• **TASK**
Rewrite the forum thread between "The RETURNING clause" and "in this case?", inclusive, and replace "batched" with "grouped".

CREATE TABLE public.profile_versions_latest (
  profile_id INT8 NOT NULL,
  profileoperation_id INT8 NOT NULL,
  "timestamp" INT8 NOT NULL,
  CONSTRAINT "primary" PRIMARY KEY (profile_id ASC),
  FAMILY "primary" (profile_id, profileoperation_id, "timestamp")
)

Thanks,
Vinay.

Hi Vinay!

The RETURNING clause prevents pgjdbc from being able to use batched inserts. (See here in the pgjdbc source code.) I’m pretty sure this logic also prevents UPSERT from being batched, since that wouldn’t have a statement type of INSERT.

Thanks for the prompt response. That makes sense!

Is manually creating multi upsert and insert statements the preferred approach in this case?
What would you recommend the ideal batch size for these multi upsert/insert statement if at all?

Thanks,
Vinay.

Yeah, I think you’d have to make these batches manually.

We have some guidance about choosing a batch size here: Build a Java App with CockroachDB and JDBC | CockroachDB Docs

Ultimately it depends on your workload, though, so I’d recommend testing with different powers of two. (But if you are making the batches manually, then I don’t think there’s any particular reason for it to be a power of two.)

So, I tried batch size of 500 & 1000 and I got almost similar latency numbers.
I also updated the table to use hash-based sharding.
Here’s the query:
INSERT INTO profiles.profile_versions(profile_id, profileoperation_id, "timestamp") VALUES ($1, $2, __more1__), (__more900__) ON CONFLICT (profile_id, "timestamp") DO NOTHING RETURNING NOTHING
Here’s the updated table schema:

CREATE TABLE public.profile_versions (
profile_id INT8 NOT NULL,
profileoperation_id INT8 NOT NULL,
“timestamp” INT8 NOT NULL,
CONSTRAINT “primary” PRIMARY KEY (profile_id ASC, “timestamp” ASC) USING HASH WITH BUCKET_COUNT = 8,
UNIQUE INDEX profile_versions_profile_id_timestamp_key (profile_id ASC, “timestamp” ASC),
INDEX profileoperation_id (profileoperation_id ASC),
INDEX “timestamp” (“timestamp” ASC),
FAMILY “primary” (profile_id, profileoperation_id, “timestamp”, crdb_internal_profile_id_timestamp_shard_4, crdb_internal_profile_id_timestamp_shard_8)
)

I am seeing latencies to the tune of 12-13 secs for this query.
I have pasted below the logical plan for this query from the diagnostics page:

  • Insert

arbiter indexes = profile_versions_profile_id_timestamp_key

into = profile_versions(profile_id, profileoperation_id, timestamp, crdb_internal_profile_id_timestamp_shard_4, crdb_internal_profile_id_timestamp_shard_8)

  • Render

  • Filter

filter = profile_id IS NULL

  • Lookup join (left outer)

table = profile_versions@profile_versions_profile_id_timestamp_key

equality = (column1, column3) = (profile_id,timestamp)

equality cols are key

  • Render

  • Values

size = 3 columns, 969 rows

Execution Stats:


is there anything more I could do to optimize this query

I think the issue is likely related to this: INDEX “timestamp” (“timestamp” ASC)

• **EXCERPTED DATA**
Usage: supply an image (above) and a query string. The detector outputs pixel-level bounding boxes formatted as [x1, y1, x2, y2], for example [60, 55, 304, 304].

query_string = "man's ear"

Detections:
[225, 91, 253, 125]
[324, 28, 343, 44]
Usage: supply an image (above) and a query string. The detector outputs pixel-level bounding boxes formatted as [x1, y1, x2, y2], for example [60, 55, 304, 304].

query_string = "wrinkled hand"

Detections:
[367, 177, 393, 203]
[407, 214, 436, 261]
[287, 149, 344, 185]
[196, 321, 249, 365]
--
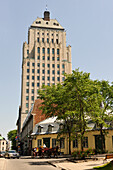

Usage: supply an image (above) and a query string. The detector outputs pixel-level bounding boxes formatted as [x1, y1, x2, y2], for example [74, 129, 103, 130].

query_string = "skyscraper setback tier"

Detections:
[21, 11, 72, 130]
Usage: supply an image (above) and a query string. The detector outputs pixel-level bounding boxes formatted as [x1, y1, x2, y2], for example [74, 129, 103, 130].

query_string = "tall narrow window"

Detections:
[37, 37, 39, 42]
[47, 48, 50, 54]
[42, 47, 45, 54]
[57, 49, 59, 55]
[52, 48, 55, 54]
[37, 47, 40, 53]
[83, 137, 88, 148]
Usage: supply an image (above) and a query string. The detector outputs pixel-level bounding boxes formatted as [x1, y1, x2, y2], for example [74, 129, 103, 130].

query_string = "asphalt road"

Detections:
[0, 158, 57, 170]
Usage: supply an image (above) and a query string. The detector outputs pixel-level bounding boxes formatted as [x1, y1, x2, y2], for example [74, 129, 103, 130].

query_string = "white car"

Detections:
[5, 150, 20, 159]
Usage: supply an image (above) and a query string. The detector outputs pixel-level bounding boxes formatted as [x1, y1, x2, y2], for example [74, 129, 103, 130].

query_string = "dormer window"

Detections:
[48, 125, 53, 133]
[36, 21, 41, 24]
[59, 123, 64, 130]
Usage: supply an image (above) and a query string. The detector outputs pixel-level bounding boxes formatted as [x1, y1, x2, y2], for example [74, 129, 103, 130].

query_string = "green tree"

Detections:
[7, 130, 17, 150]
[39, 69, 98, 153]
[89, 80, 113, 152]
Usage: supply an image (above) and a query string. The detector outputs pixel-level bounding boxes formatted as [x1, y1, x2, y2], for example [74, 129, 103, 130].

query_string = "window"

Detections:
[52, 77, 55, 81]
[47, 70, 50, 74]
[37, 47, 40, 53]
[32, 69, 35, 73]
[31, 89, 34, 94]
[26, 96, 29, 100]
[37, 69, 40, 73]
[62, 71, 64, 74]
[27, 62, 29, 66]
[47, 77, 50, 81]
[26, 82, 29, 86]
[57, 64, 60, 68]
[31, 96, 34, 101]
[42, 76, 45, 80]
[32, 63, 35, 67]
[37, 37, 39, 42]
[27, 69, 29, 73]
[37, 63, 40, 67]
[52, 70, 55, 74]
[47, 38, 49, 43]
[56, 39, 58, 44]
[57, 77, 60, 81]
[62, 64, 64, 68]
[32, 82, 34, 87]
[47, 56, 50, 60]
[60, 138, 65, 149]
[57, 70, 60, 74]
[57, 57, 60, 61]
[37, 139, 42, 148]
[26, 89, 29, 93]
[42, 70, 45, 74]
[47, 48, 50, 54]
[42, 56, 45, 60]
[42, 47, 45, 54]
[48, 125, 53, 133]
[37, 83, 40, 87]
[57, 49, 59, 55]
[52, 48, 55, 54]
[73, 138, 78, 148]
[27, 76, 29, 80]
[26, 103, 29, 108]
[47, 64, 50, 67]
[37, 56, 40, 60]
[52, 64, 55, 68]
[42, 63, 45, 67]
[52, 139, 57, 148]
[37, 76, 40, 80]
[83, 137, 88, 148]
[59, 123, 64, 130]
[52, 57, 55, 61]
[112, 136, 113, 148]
---
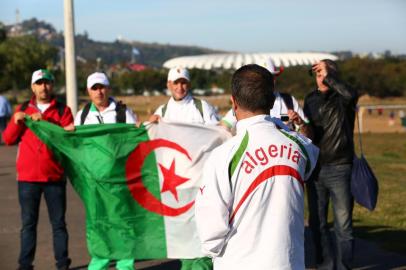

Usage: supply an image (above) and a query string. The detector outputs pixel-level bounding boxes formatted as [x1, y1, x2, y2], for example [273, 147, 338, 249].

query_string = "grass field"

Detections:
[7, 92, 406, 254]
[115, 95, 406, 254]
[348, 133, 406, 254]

• **ANSWER**
The RETURNING clause prevents pgjdbc from being able to use grouped inserts. (See here in the pgjdbc source code.) I’m pretty sure this logic also prevents UPSERT from being grouped, since that wouldn’t have a statement type of INSERT.

Thanks for the prompt response. That makes sense!

Is manually creating multi upsert and insert statements the preferred approach in this case?